[begin Source passage]

Binks is obsolete now. Many years ago one of their engineers went to work for Airlessco. You'll notice many similarities between Airlessco pumps and the older Binks. Binks had adjustable packings, you could adjust from the top and bottom. Airlessco can be adjusted from the top, with self adjusting tension springs replacing the lower adjustment. :thumbsup: Graco purchased Airlessco several years ago and thankfully hasnt changed anything so far.


----------



## robladd (Nov 22, 2010)

My Speeflo Atlas 30:1 is a discontinued pump.

Titan tells me they will make replacement parts til 2024. Also the Titan Tech tells
me that it will last for ever.

That's the way I look at the SuperBee it is also discontinued and now that Graco has bought Binks out who knows how long you can get those parts. I bet you can get new 
Graco alot easier. I will keep my Airlessco!


----------



## Bender (Aug 10, 2008)

About 3 years ago I got rid of my Graco 433:blink:


----------



## NCPaint1 (Aug 6, 2009)

robladd said:


> That's the way I look at the SuperBee it is also discontinued and now that Graco has bought Binks out who knows how long you can get those parts. I bet you can get new
> Graco alot easier. I will keep my Airlessco!


Most discontinued pumps you can still get basic maintenance parts. Binks has been gone for years, major parts are hard to find, repair kits are still available for most of them. Run it till it dies. If the motor or pressure control goes...junk it or part it out.


----------



## robladd (Nov 22, 2010)

Bender said:


> About 3 years ago I got rid of my Graco 433:blink:


R2D2 will live on 4 ever I got rid of my EH333 in 95 and GH433 in 01 been Airlessco and Speeflo ever since.

[end Source passage]

### Exercise task
Answer these questions from the pump thread above:
1. Until what year will Titan make replacement parts for the Speeflo Atlas 30:1?
2. On Airlessco pumps, what replaced the lower packing adjustment?
3. According to NCPaint1, what should be done with a discontinued pump if the motor or pressure control goes?
These rows were drawn from a different source than the thread above.

[begin Extracted information]

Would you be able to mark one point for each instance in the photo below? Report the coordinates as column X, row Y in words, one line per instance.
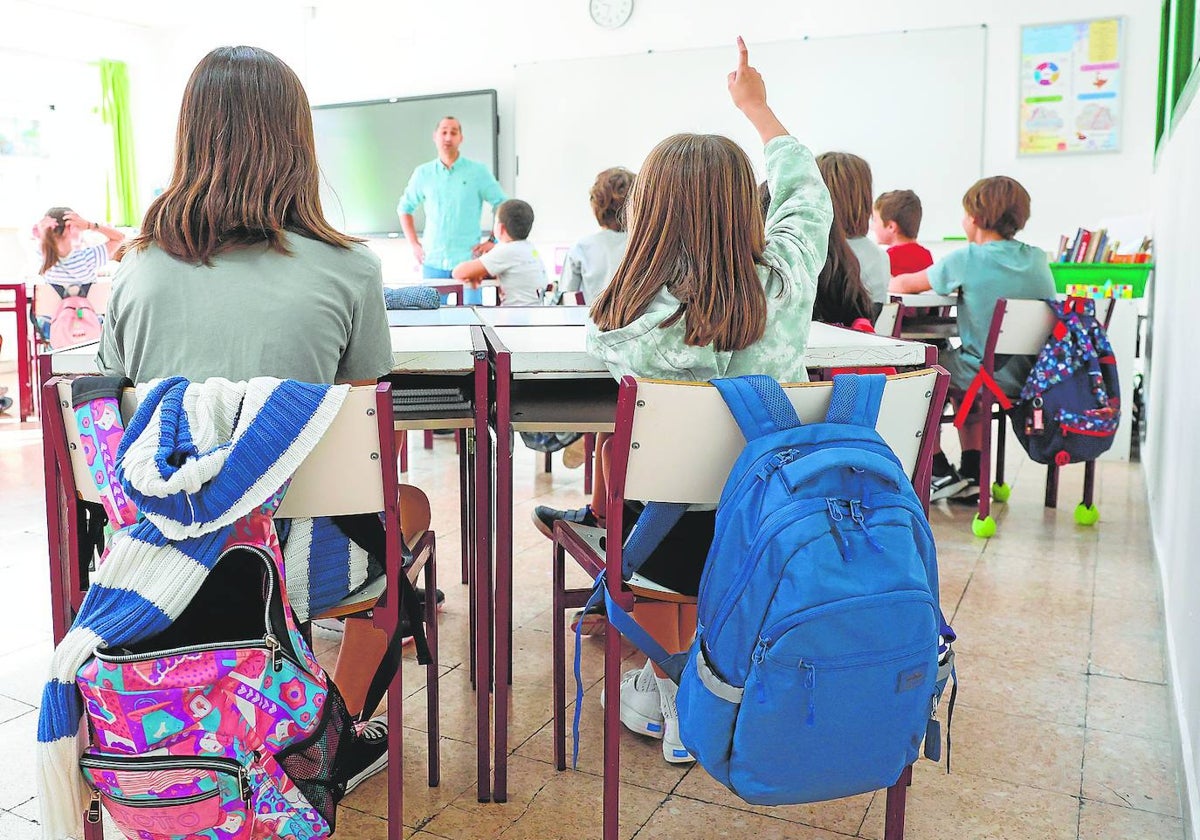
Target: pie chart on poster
column 1045, row 73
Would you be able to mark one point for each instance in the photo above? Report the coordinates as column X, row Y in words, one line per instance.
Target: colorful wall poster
column 1071, row 87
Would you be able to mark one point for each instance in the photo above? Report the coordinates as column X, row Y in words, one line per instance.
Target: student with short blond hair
column 993, row 265
column 593, row 261
column 849, row 178
column 895, row 225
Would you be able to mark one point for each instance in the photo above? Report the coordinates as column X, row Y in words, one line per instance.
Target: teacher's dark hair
column 245, row 162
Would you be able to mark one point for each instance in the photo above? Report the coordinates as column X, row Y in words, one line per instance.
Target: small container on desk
column 1102, row 280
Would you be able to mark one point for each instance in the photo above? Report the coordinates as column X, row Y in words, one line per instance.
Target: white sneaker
column 672, row 747
column 640, row 708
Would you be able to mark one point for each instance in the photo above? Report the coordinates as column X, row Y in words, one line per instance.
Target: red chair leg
column 1089, row 483
column 432, row 702
column 558, row 633
column 589, row 448
column 612, row 736
column 1051, row 499
column 893, row 820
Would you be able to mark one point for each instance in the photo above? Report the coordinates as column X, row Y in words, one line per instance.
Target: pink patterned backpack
column 231, row 737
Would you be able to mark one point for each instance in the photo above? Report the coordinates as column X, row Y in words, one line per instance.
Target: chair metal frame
column 595, row 556
column 67, row 481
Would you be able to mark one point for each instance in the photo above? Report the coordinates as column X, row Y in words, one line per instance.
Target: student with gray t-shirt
column 514, row 262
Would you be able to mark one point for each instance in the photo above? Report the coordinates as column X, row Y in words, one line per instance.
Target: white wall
column 355, row 51
column 1171, row 455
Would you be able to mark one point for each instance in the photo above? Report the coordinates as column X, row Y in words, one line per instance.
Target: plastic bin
column 1102, row 280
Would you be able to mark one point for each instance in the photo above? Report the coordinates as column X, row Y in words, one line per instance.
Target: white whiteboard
column 575, row 118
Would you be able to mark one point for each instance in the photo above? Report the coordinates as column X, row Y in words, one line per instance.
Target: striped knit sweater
column 195, row 459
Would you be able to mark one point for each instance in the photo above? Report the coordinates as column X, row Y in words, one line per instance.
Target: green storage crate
column 1104, row 280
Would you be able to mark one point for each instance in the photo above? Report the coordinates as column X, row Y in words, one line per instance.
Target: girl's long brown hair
column 695, row 228
column 51, row 238
column 849, row 178
column 245, row 162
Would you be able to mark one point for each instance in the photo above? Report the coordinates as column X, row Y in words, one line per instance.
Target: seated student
column 849, row 178
column 895, row 225
column 705, row 292
column 593, row 261
column 841, row 298
column 991, row 267
column 66, row 262
column 237, row 274
column 514, row 262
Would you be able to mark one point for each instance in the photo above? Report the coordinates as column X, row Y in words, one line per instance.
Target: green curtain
column 123, row 186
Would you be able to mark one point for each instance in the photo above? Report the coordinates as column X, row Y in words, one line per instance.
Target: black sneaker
column 945, row 486
column 367, row 754
column 544, row 517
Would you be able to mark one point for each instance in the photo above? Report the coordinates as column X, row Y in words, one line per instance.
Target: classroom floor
column 1062, row 731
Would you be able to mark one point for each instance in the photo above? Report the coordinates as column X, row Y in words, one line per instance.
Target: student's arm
column 801, row 209
column 367, row 354
column 472, row 271
column 114, row 238
column 910, row 283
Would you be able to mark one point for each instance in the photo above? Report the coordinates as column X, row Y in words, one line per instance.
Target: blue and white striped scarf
column 195, row 459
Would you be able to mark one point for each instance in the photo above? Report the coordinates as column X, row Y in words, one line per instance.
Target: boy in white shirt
column 514, row 262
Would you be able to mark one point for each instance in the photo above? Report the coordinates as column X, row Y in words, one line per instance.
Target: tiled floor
column 1061, row 731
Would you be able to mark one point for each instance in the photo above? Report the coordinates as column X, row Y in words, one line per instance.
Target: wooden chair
column 1018, row 328
column 659, row 429
column 351, row 471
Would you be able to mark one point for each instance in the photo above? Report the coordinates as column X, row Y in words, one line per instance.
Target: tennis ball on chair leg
column 983, row 528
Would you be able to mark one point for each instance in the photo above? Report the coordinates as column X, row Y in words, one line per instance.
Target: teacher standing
column 453, row 190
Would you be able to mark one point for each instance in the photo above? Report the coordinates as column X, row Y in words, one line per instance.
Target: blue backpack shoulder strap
column 856, row 399
column 759, row 405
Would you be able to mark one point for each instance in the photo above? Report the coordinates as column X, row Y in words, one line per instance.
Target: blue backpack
column 815, row 672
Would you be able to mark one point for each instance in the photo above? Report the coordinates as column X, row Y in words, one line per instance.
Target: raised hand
column 747, row 88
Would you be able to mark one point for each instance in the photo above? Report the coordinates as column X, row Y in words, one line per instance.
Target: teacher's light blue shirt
column 454, row 202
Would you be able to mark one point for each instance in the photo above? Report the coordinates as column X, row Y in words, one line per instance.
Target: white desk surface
column 447, row 316
column 432, row 349
column 927, row 299
column 550, row 351
column 78, row 359
column 533, row 316
column 837, row 347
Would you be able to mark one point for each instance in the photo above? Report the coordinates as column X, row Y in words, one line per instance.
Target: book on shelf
column 1096, row 246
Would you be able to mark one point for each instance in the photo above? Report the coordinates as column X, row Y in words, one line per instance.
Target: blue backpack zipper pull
column 760, row 653
column 856, row 514
column 810, row 683
column 837, row 516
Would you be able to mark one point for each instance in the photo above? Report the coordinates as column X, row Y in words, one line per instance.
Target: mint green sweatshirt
column 797, row 238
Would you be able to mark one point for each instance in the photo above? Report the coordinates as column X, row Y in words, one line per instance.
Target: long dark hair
column 245, row 162
column 51, row 238
column 841, row 297
column 695, row 228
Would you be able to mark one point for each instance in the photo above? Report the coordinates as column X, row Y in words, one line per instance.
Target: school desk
column 19, row 307
column 925, row 316
column 545, row 381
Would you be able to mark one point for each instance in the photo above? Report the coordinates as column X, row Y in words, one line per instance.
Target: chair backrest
column 46, row 299
column 1020, row 327
column 342, row 474
column 886, row 322
column 683, row 439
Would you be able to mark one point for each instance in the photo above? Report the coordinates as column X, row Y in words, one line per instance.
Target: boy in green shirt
column 993, row 265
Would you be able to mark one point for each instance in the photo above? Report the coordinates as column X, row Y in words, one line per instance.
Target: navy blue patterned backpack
column 1071, row 405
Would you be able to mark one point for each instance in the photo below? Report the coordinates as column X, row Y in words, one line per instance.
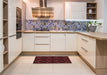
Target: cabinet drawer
column 42, row 34
column 42, row 47
column 42, row 40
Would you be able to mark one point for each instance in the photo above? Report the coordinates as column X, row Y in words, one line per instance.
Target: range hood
column 43, row 11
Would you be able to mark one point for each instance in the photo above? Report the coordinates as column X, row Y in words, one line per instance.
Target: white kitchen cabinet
column 71, row 42
column 28, row 42
column 75, row 10
column 58, row 41
column 12, row 17
column 19, row 45
column 42, row 42
column 1, row 55
column 12, row 48
column 1, row 16
column 87, row 48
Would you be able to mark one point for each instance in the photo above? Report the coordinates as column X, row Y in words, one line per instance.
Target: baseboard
column 10, row 63
column 91, row 67
column 49, row 53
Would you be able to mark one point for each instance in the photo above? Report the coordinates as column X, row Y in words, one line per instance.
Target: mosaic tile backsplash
column 48, row 25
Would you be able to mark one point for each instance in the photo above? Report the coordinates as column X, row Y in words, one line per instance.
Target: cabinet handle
column 42, row 36
column 42, row 44
column 84, row 49
column 85, row 40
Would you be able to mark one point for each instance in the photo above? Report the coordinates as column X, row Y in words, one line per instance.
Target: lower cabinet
column 1, row 55
column 71, row 42
column 87, row 49
column 49, row 42
column 12, row 49
column 42, row 42
column 58, row 42
column 28, row 42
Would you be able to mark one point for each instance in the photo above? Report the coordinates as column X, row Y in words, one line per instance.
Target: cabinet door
column 1, row 10
column 58, row 42
column 71, row 42
column 75, row 10
column 12, row 48
column 28, row 42
column 1, row 55
column 19, row 45
column 12, row 17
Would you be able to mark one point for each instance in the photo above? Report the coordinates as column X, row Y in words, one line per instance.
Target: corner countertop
column 96, row 35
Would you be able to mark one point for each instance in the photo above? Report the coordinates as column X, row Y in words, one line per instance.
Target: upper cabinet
column 75, row 10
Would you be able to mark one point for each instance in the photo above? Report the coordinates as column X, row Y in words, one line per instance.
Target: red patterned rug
column 51, row 59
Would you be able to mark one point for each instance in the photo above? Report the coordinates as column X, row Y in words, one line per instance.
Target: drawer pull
column 84, row 49
column 84, row 40
column 42, row 36
column 42, row 44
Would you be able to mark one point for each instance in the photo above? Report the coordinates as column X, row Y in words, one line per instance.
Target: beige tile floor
column 24, row 66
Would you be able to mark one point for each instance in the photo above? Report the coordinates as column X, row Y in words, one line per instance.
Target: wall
column 57, row 4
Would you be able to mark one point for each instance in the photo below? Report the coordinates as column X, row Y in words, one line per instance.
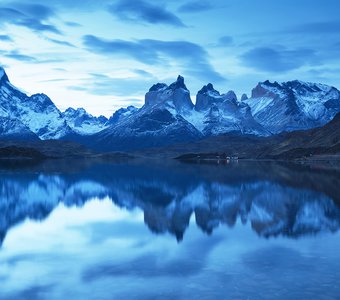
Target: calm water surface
column 141, row 230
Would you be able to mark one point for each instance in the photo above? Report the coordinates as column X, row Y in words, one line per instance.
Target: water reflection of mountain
column 276, row 199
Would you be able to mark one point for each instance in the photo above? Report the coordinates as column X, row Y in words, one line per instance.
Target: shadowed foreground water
column 141, row 230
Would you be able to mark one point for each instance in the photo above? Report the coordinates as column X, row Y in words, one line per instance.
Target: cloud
column 195, row 7
column 5, row 38
column 31, row 16
column 14, row 54
column 62, row 43
column 329, row 27
column 73, row 24
column 225, row 41
column 142, row 73
column 192, row 58
column 102, row 84
column 145, row 12
column 280, row 59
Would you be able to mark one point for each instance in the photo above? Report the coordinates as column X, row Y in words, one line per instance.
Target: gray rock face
column 220, row 114
column 175, row 96
column 244, row 97
column 84, row 123
column 37, row 112
column 158, row 123
column 293, row 105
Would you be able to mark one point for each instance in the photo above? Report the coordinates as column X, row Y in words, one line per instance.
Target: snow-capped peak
column 3, row 75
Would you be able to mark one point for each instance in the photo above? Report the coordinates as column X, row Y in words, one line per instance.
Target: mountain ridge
column 169, row 116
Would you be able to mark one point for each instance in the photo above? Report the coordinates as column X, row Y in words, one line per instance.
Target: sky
column 105, row 54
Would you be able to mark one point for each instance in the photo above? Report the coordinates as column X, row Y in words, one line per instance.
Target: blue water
column 161, row 230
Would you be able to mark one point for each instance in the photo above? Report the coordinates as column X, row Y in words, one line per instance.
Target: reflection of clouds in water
column 92, row 241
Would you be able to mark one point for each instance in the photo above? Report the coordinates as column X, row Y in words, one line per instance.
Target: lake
column 169, row 230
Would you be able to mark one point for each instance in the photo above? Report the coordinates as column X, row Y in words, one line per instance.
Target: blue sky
column 102, row 55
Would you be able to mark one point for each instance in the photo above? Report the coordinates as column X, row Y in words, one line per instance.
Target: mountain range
column 169, row 116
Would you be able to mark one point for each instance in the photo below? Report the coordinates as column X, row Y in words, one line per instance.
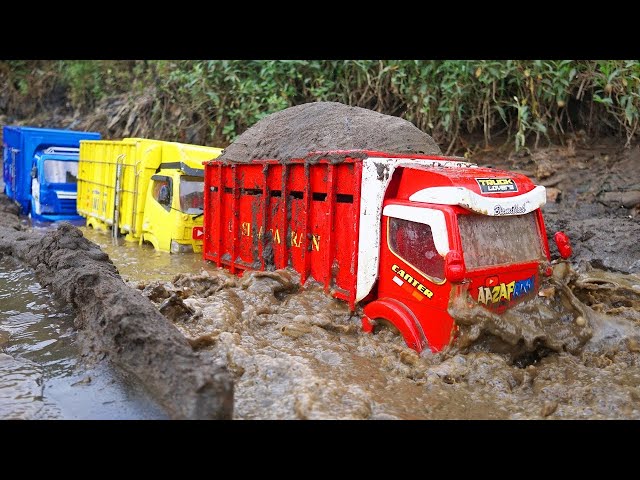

[end Extracted information]

### Task result
1. 2024
2. Self-adjusting tension springs
3. Junk it or part it out